» Assignment
Please return the lines of the data that contain "trouser".

━━━ Source information

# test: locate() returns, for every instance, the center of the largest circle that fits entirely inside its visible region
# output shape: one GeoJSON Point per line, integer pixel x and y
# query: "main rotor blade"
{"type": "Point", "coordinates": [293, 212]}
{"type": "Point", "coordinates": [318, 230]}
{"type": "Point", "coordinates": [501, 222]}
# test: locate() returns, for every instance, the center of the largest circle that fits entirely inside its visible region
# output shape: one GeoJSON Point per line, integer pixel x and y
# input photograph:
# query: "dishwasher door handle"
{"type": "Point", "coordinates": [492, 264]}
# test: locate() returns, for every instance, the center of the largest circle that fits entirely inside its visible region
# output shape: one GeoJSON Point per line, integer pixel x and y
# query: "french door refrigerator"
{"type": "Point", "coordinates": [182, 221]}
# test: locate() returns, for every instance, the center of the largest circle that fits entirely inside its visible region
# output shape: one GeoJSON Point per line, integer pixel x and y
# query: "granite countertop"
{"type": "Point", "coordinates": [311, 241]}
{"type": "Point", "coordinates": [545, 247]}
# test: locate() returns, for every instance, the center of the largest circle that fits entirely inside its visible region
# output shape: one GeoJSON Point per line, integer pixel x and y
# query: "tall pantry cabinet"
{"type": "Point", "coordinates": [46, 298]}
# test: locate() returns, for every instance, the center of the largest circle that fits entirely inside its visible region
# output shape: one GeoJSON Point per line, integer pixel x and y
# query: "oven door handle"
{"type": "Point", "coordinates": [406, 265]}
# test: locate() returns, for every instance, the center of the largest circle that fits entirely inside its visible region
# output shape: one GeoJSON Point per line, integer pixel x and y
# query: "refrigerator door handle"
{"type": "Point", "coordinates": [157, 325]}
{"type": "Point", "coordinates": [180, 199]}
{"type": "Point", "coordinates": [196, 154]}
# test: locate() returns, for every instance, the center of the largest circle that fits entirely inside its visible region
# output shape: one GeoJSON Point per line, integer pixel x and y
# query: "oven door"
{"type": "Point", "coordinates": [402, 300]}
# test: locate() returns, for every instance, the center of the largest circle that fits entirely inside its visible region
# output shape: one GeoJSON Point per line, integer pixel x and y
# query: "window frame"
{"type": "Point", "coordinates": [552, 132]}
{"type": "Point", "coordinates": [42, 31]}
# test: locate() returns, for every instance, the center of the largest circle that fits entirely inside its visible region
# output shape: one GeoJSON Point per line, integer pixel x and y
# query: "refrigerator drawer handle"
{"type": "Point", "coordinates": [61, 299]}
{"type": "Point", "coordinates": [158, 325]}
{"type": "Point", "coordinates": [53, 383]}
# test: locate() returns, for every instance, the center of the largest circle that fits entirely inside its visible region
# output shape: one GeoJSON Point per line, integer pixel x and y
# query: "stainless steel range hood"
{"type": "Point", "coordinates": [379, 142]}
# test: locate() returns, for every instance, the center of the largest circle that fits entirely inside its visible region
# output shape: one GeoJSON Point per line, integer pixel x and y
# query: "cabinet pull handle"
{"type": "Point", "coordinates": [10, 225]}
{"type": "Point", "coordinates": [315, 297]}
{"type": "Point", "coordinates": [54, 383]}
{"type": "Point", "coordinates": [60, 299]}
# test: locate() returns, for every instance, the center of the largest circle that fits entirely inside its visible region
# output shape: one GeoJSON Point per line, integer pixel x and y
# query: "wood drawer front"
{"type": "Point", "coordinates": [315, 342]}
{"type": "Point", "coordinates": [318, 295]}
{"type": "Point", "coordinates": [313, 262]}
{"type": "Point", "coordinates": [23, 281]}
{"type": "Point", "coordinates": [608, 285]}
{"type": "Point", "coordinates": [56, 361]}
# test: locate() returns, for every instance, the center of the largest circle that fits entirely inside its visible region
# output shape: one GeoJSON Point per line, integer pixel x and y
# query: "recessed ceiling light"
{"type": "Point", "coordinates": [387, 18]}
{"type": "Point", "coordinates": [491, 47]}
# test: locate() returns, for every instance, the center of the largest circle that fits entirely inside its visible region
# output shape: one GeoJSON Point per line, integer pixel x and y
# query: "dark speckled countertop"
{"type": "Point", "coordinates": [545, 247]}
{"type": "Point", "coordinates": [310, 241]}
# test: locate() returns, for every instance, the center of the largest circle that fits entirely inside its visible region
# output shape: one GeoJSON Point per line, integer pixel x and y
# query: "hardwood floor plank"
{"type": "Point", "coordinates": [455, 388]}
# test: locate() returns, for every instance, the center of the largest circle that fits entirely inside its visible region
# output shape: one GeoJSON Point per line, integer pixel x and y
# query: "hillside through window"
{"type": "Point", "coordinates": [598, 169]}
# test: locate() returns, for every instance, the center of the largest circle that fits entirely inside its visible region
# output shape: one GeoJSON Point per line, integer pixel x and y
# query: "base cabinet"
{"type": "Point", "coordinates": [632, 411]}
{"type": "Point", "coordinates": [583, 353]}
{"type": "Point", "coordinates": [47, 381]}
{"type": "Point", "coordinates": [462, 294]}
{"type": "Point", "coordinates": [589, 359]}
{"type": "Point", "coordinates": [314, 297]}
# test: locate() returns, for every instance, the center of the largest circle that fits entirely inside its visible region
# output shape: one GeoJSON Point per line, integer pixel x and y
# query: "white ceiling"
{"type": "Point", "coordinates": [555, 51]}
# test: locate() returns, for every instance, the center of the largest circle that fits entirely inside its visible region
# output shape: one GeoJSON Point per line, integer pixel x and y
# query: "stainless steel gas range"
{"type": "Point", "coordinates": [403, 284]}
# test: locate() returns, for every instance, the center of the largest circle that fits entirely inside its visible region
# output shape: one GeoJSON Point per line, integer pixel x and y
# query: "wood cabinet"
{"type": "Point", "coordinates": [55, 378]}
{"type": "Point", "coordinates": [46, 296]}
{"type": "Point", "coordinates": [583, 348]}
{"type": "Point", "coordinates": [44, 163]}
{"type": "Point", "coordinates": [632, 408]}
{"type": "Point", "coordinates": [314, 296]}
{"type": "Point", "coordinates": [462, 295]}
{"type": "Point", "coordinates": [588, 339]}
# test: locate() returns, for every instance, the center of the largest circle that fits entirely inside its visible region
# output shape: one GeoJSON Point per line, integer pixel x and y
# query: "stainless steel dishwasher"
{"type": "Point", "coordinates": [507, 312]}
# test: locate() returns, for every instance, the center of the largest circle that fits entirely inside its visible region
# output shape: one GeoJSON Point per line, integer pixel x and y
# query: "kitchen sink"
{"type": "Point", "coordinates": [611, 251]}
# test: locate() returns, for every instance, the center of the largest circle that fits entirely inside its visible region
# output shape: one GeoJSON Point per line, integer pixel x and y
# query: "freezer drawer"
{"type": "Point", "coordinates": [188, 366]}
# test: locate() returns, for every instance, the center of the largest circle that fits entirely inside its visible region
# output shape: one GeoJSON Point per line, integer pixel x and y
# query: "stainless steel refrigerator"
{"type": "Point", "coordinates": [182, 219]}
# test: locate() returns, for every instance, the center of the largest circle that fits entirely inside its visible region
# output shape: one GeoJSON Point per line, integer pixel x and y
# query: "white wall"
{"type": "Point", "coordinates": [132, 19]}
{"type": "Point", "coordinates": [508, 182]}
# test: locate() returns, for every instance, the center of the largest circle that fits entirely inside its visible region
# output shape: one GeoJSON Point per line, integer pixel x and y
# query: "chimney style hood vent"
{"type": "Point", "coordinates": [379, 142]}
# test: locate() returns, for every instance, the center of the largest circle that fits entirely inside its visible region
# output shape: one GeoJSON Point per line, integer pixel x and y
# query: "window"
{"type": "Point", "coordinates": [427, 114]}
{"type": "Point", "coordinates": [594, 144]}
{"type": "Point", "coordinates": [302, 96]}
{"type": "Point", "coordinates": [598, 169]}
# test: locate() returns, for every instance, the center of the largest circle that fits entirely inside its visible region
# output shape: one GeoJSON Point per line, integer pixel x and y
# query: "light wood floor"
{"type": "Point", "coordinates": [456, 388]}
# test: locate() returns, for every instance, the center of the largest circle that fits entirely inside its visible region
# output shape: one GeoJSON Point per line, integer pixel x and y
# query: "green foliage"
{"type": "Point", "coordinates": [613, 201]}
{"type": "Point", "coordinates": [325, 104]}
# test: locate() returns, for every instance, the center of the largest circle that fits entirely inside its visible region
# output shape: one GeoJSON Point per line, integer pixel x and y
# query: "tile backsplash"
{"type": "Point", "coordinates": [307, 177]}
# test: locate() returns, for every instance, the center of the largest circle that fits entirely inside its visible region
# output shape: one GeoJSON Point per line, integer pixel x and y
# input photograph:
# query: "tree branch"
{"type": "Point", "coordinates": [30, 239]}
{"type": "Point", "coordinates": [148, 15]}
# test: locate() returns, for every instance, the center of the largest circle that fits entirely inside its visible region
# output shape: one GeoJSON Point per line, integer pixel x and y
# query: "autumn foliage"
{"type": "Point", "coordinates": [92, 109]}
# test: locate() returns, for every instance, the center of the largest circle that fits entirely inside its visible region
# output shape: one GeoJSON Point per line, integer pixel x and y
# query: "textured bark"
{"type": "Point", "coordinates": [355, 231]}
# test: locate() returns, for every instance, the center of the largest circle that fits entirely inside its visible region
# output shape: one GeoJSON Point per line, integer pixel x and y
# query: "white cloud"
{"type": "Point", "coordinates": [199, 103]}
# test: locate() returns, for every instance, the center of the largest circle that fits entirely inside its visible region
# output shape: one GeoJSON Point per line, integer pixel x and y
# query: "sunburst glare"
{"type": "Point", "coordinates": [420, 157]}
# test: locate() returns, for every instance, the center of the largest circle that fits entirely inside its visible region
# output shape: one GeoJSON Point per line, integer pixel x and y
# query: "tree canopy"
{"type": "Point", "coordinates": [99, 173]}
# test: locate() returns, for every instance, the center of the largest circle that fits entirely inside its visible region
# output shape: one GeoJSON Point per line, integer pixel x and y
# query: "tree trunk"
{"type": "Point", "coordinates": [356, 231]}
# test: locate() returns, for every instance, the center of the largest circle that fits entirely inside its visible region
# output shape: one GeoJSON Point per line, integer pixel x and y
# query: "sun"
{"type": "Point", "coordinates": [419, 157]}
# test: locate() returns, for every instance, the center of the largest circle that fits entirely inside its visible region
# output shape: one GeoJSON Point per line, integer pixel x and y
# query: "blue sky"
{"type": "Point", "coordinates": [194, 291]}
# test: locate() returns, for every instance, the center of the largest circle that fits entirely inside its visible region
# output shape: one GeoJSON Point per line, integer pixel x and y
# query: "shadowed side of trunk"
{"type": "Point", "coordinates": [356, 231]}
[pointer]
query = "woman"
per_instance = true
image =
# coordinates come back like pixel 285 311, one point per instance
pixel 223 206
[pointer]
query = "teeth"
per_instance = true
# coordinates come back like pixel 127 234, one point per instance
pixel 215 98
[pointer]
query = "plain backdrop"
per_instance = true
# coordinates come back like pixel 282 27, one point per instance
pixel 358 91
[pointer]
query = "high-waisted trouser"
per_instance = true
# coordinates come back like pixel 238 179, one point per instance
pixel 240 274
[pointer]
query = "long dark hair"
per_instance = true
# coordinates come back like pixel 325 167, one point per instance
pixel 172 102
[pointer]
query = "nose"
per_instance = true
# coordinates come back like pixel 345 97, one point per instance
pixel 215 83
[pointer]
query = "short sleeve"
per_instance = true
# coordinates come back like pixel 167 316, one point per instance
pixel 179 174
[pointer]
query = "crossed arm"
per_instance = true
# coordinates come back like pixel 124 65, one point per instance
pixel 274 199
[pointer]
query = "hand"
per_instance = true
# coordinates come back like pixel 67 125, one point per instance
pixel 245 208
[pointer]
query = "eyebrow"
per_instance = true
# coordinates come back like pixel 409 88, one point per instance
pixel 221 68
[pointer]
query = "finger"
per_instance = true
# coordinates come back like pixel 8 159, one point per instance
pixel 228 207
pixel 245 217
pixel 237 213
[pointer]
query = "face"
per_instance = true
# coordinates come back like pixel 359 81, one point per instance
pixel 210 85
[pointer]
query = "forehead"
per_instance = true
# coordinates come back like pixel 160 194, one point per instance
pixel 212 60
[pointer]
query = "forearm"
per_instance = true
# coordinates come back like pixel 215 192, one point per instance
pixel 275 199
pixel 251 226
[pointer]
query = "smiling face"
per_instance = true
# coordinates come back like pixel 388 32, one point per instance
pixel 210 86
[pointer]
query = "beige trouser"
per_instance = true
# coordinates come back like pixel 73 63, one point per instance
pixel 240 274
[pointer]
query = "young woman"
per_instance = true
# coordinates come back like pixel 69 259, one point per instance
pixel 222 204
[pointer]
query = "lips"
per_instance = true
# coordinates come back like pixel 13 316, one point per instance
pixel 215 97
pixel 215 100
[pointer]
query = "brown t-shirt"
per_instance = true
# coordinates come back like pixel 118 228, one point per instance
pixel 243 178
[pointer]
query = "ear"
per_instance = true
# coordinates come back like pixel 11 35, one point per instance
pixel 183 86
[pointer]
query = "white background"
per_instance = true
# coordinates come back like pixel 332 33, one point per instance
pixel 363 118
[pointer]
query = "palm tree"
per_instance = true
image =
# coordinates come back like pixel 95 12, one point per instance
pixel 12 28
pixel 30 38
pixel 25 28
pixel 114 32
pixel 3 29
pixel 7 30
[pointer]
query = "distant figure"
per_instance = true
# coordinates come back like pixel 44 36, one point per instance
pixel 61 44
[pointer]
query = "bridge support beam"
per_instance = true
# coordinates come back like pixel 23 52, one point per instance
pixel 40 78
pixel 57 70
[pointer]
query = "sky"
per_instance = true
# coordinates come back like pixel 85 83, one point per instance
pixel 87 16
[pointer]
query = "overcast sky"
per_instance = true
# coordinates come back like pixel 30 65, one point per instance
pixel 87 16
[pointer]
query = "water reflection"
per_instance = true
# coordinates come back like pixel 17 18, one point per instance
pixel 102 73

━━━━━━

» Worked solution
query = "high-waisted trouser"
query = "beige trouser"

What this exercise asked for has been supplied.